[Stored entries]
● ● ● ●
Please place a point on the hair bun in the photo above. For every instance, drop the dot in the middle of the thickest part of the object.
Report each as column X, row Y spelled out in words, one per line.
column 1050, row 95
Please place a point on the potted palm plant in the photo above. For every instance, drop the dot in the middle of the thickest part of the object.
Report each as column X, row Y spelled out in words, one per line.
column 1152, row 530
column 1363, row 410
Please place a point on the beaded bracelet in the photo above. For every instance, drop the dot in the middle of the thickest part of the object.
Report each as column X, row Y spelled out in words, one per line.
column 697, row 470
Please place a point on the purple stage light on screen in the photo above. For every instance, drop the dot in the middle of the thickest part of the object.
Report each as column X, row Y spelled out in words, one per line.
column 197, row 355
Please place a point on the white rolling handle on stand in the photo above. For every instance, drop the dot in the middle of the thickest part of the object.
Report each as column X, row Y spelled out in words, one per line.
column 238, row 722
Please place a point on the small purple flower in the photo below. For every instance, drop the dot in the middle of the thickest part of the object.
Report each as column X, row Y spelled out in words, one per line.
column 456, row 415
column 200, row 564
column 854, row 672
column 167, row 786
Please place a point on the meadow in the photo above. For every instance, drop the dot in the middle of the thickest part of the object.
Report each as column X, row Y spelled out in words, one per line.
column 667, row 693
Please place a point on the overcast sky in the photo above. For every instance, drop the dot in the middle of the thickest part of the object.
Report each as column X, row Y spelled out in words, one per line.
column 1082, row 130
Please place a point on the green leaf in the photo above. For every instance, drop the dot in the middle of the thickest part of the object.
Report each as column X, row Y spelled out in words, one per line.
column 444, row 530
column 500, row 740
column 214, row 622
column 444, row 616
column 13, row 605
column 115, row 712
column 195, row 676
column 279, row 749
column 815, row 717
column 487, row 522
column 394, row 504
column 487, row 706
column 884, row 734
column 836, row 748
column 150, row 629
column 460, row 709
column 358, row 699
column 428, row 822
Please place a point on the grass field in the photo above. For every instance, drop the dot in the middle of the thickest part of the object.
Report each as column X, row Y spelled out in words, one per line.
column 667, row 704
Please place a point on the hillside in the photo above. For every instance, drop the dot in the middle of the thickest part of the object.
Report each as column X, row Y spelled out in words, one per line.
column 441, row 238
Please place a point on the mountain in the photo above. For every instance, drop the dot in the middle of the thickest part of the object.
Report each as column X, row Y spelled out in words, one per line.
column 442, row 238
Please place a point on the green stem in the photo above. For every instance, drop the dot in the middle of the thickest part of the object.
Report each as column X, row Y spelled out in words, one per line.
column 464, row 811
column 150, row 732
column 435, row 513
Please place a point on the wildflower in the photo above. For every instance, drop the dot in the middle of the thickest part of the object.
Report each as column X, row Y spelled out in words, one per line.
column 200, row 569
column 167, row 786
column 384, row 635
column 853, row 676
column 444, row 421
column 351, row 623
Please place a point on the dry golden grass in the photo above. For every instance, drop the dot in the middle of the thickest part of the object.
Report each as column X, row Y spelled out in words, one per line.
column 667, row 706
● ● ● ●
Put all the lines above into a two-column CSV with the headers text and answer. Make one row for each line and the answer that follows it, with every field in double quotes and line breaks turned into spaces.

text,answer
"Please place a point on the hair bun in the photo above. For every instance, drop the dot in the middle of the thickest part of the object. Report each as column X, row Y spelled out in words, one per line.","column 1050, row 95"
"Please place a point on the potted palm plant in the photo above. For every instance, drop the dot in the middle of the thickest part of the object. Report each as column X, row Y spelled out in words, one per line.","column 1152, row 530 column 1363, row 410"
"Please place a point on the beaded bracelet in the photo above. For every instance, drop the dot in the middle of the thickest part of the object. Report each as column X, row Y spelled out in words, one per line.","column 697, row 470"
"Please place a point on the purple stage light on screen in the photo above. For every instance, drop the dot in the middle of the thickest part of the object. Report each as column X, row Y spelled out in words, one per line.","column 197, row 355"
"Please place a point on the white rolling handle on stand in the photo above. For every instance, drop the dot in the middle of the thickest part of the object. Report each as column X, row Y spelled out in words, one per line.","column 238, row 722"
"Please place a point on the small purple flower in the photo below. For every instance, drop the dot in the middle of the thickest part of the object. Report each as column X, row Y spelled out in words, one per line.","column 456, row 415 column 200, row 564 column 854, row 672 column 167, row 786"
"Please place a point on the meadow in the photo above. For every instance, drop the dot in the middle of the thickest part of the object. Report each as column X, row Y spelled out in words, one per line.","column 667, row 693"
"Please place a point on the overcast sky in the photo above. For every instance, drop the dot in the middle of the thickest part of the object. Report each as column X, row Y spelled out in words, one per line.","column 1082, row 130"
"Please place a point on the green leaf in the photo above. For every instance, drop the dot in the middle of the thickest part of the object. Report each as column X, row Y spelled out in words, one per line.","column 444, row 530 column 500, row 740 column 214, row 622 column 444, row 616 column 13, row 605 column 115, row 712 column 195, row 676 column 279, row 749 column 815, row 717 column 487, row 522 column 394, row 504 column 487, row 706 column 884, row 734 column 836, row 748 column 150, row 629 column 460, row 709 column 358, row 699 column 428, row 822"
"Please place a point on the grass field in the photo above. For every instance, drop the dot in the middle of the thickest part of the object. Report each as column X, row Y spelled out in words, one per line.","column 667, row 704"
"Please place a point on the hillside in the photo above. For every instance, drop the dot in the middle of the thickest part of the object. Report each as column X, row Y spelled out in words, one per line.","column 441, row 238"
"Please place a point on the mountain in the photo above. For every instance, drop the dot in the middle of the thickest part of the object. Report each as column X, row Y spelled out in words, one per line.","column 442, row 238"
"Please place a point on the green stem in the photo above. For every instance, drop the dot in the middle of the thickest part of the object. Report each as column X, row Y spelled out in words, one per line.","column 464, row 811 column 150, row 732 column 435, row 513"
"Please place a point on the wildflower in the photo above. For every instance, drop the dot in the middle of the thickest part of the object. Report each as column X, row Y spelled out in words, one per line.","column 200, row 569 column 167, row 786 column 384, row 635 column 853, row 676 column 444, row 421 column 351, row 623"
"Please place a point on the dry golden grass in the photo above. For every instance, drop the dot in the middle of the thickest part of the object. Report each as column X, row Y spelled out in words, one per line.","column 667, row 706"